DIRECTION A -
Set down everything from "Meanwhile, the DOE" down to "the fact sheet." in the grid upgrade article below, word for word.
DIRECTION B -
Name every U.S. state mentioned in the grid upgrade article below.

TEXT EXTRACT -
[start]

Strengthening America’s Electric Power Grid: How the Government and Industry Are Improving T&D Systems
The U.S. transmission and distribution (T&D) network is reliable and well-maintained, but as renewable energy continues being added to the grid, and demand increases due to growing data center needs and the electrification of transportation and manufacturing processes, work is necessary to keep up with the changing times.
The U.S. government understands the need for power grid upgrades and has put its money where its mouth is. President Biden claims his “Investing in America” agenda is delivering the largest investment in grid infrastructure in history—more than $30 billion from the Inflation Reduction Act and the Bipartisan Infrastructure Law. The administration says these investments “will help deliver reliable, affordable electricity to families and businesses, prepare for worsening natural disasters that strain the grid, and unlock the economic and environmental benefits of clean energy.”
In a fact sheet issued on April 25, 2024, the White House touted several actions it said will streamline permitting for transmission system projects and help overcome financial hurdles facing some of the work. Specifically, it noted applications had closed for up to $2.7 billion in Department of Energy (DOE) grant funding under the second round of the Grid Resilience and Innovation Partnerships (GRIP) program for projects to upgrade and modernize the transmission and distribution (T&D) system in an effort to increase reliability and resilience. This was in addition to $3.46 billion in projects selected for grid upgrades in October 2023.
Among recently completed projects featured in the fact sheet was the Ten West Link transmission line from Arizona to California, which the White House said would unlock more than 3,200 MW of capacity from solar projects. Construction of the project was approved by the Department of the Interior in 2022 and it began transmitting electricity on April 25, 2024.
Meanwhile, the DOE announced up to $331 million for a new transmission line to be built from Idaho to Nevada. The Southwest Intertie Project-North, as the project is called, will be a 285-mile transmission line, bringing more than 2,000 MW of needed transmission capacity to the region, according to the fact sheet.
Cutting Red Tape
Yet, one of the biggest hurdles for many projects is the approval process, which can take several years. With that in mind, the admistration has taken steps in an effort to speed things up. Among the actions is a final rule issued by the DOE to create a faster track for completing environmental reviews of upgrades to existing transmission lines. The rule creates a categorical exclusion, the simplest form of review under the National Environmental Policy Act, for projects that use existing transmission rights of way, such as reconductoring projects, as well as for solar and energy storage projects on already disturbed lands.

[end]

RAW DATA -
[start]

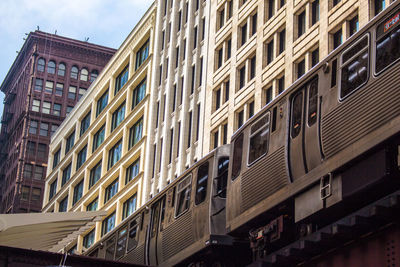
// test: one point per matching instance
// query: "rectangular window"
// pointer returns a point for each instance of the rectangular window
(102, 103)
(78, 192)
(121, 79)
(95, 174)
(129, 207)
(135, 133)
(66, 175)
(132, 171)
(49, 87)
(115, 154)
(81, 157)
(111, 190)
(142, 54)
(70, 142)
(108, 224)
(85, 123)
(63, 205)
(98, 137)
(118, 116)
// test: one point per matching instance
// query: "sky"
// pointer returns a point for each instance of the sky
(104, 22)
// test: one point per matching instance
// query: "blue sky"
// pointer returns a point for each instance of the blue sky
(105, 22)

[end]

COMPLETE OUTPUT A -
Meanwhile, the DOE announced up to $331 million for a new transmission line to be built from Idaho to Nevada. The Southwest Intertie Project-North, as the project is called, will be a 285-mile transmission line, bringing more than 2,000 MW of needed transmission capacity to the region, according to the fact sheet.

COMPLETE OUTPUT B -
Arizona, California, Idaho, Nevada